Pathology is not a passive observer in the debates about the effectiveness of virtual colonoscopy versus standard colonoscopy. After all, at some point, tissue collected by gastroenterologists as a result of either procedure must be examined by pathologists to confirm the presence of colon cancer and other diseases.
It has been argued that virtual colonoscopy, because it is a non-invasive procedure, would encourage more adults to undergo the test. That would increase screening rates for colon cancer. Proponents of virtual colonoscopy got a boost with new research published in the September 18, 2008 issue of New England Journal of Medicine [Vol 359:1207-1217], moving this test a step closer to acceptance by the medical community, as well as insurers.
In the largest study yet of this controversial test for colorectal cancer, lead researcher C. Daniel Johnson, M.D., of the Mayo Clinic in Scottsdale, Arizona, reported that virtual colonoscopy, which involves a CT scan of the lower body, proved effective in detecting both large and medium-size polyps, which can lead to colon cancer.

→ **What is required**
Answer these questions from the text on virtual colonoscopy:
(a) Who must examine the tissue collected by gastroenterologists to confirm colon cancer?
(b) In which journal and issue was the new research published?
(c) Where is the lead researcher, C. Daniel Johnson, M.D., based?
The items that come next are not required.

→ **Dataset items**
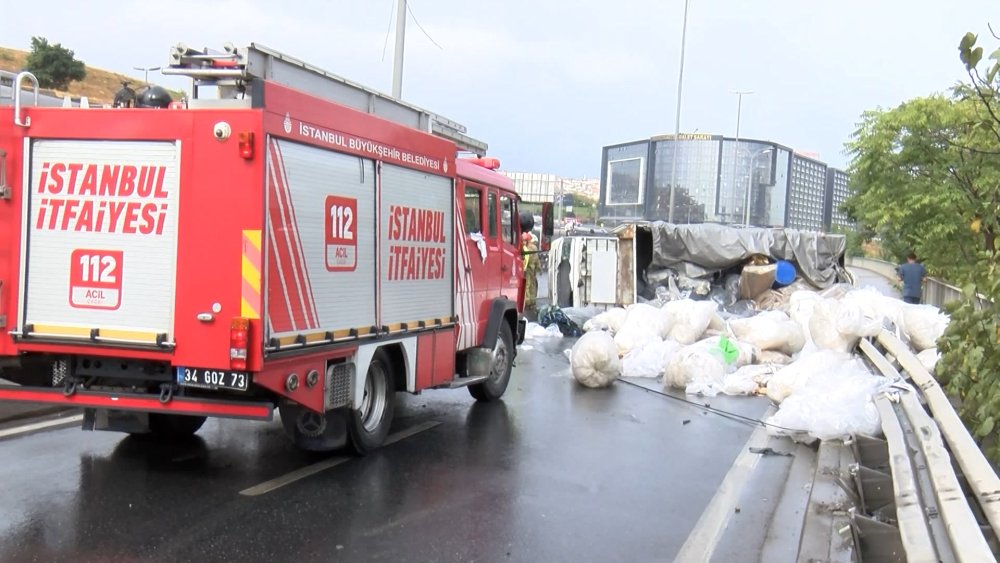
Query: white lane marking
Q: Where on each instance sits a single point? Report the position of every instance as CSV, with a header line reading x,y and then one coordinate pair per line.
x,y
40,426
704,538
309,470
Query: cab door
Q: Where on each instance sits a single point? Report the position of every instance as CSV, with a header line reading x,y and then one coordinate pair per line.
x,y
511,261
495,264
472,266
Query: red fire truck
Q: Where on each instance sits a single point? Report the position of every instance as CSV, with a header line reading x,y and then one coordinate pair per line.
x,y
292,240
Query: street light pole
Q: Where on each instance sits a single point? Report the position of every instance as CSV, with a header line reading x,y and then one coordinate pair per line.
x,y
146,70
753,159
397,60
736,149
677,117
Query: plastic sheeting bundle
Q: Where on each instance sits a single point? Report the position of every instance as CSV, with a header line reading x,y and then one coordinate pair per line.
x,y
929,359
829,396
771,330
701,368
650,360
612,320
690,319
594,360
924,325
644,325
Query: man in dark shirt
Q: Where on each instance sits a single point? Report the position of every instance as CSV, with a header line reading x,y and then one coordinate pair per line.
x,y
912,274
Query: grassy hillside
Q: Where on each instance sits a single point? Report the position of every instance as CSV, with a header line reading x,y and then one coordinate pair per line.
x,y
99,86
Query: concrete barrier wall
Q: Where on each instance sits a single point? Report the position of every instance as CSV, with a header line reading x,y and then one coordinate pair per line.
x,y
936,292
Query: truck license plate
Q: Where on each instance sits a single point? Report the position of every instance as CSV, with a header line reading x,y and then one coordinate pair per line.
x,y
213,379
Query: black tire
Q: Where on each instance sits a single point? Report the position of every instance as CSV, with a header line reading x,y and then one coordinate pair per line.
x,y
369,425
174,426
503,361
311,431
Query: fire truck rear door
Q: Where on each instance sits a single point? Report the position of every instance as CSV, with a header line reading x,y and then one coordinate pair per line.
x,y
100,243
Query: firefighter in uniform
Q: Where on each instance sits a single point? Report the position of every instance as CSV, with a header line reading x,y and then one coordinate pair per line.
x,y
529,250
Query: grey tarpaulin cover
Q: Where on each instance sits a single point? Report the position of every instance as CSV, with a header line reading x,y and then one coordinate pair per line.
x,y
702,249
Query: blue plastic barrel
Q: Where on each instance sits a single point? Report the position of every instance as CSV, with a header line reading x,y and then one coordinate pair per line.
x,y
785,273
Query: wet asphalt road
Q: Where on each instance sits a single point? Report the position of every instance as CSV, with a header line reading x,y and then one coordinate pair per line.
x,y
554,472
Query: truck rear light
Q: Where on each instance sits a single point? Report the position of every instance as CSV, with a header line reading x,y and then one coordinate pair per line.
x,y
246,144
239,336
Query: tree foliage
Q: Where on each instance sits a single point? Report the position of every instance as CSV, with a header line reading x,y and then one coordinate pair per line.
x,y
922,174
53,65
925,177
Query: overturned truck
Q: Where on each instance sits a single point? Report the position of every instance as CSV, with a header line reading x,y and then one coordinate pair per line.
x,y
640,262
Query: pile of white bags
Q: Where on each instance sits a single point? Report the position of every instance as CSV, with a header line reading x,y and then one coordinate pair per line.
x,y
929,359
535,330
924,325
644,325
594,360
770,330
689,319
650,360
828,397
612,320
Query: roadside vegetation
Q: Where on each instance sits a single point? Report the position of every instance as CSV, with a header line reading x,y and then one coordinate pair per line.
x,y
925,177
98,85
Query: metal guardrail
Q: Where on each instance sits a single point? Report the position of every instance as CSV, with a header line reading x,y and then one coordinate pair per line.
x,y
915,504
935,291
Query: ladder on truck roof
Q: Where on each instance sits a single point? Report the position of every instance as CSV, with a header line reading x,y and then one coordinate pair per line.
x,y
241,65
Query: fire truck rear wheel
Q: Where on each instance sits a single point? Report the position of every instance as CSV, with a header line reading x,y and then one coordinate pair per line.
x,y
369,424
503,360
173,426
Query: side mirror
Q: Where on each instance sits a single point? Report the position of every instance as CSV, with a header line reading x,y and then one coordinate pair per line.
x,y
547,225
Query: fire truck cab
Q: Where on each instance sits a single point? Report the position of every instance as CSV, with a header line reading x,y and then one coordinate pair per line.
x,y
292,241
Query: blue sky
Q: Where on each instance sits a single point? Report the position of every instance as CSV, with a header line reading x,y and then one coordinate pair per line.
x,y
548,83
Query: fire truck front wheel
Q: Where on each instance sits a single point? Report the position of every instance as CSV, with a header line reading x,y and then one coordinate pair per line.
x,y
369,424
503,360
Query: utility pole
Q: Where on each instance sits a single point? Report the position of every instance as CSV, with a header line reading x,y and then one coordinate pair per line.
x,y
736,149
677,117
397,60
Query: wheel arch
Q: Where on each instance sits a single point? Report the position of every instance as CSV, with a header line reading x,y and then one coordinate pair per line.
x,y
403,355
502,310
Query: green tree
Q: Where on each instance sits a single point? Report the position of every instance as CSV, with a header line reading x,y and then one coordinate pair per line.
x,y
925,176
53,65
921,175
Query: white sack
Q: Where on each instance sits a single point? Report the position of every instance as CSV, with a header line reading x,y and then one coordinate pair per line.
x,y
876,306
797,375
835,403
695,369
690,319
771,330
770,357
650,360
611,319
580,315
644,325
534,330
747,352
800,308
747,380
594,360
929,359
851,320
924,325
823,327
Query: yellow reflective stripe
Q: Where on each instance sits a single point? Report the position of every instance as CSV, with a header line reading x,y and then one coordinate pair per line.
x,y
251,266
105,333
251,274
247,310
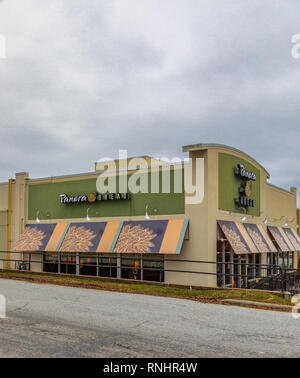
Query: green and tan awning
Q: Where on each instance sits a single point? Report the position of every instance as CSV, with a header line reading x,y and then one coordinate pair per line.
x,y
246,238
149,237
286,238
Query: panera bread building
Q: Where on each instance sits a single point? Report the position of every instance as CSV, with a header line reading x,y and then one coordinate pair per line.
x,y
72,228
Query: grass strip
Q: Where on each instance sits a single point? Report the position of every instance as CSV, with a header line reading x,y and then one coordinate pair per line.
x,y
200,295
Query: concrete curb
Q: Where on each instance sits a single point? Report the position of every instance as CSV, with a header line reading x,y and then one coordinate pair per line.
x,y
259,305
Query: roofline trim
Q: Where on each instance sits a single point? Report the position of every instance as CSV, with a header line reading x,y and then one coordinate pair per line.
x,y
279,188
193,147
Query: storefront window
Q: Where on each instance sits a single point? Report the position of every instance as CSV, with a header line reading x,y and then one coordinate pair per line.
x,y
68,264
153,268
131,267
88,265
107,266
51,263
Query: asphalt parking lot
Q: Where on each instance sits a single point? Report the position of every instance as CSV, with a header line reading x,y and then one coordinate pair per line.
x,y
54,321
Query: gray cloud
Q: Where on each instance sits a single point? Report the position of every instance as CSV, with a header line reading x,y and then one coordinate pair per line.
x,y
85,78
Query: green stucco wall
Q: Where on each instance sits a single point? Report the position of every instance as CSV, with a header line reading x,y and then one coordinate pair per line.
x,y
229,184
45,198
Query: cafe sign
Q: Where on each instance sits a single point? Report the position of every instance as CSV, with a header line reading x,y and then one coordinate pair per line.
x,y
245,190
93,197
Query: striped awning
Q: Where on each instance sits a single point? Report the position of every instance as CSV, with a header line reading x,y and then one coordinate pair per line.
x,y
260,238
293,237
246,238
157,236
286,238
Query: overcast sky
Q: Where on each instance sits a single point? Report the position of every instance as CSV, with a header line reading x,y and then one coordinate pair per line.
x,y
84,78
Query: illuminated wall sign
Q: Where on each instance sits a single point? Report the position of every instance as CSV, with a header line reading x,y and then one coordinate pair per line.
x,y
241,171
93,197
246,186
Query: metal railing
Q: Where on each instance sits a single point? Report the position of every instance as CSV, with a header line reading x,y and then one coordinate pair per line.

→ **Written solution**
(a) Pathologists
(b) The September 18, 2008 issue of the New England Journal of Medicine
(c) The Mayo Clinic in Scottsdale, Arizona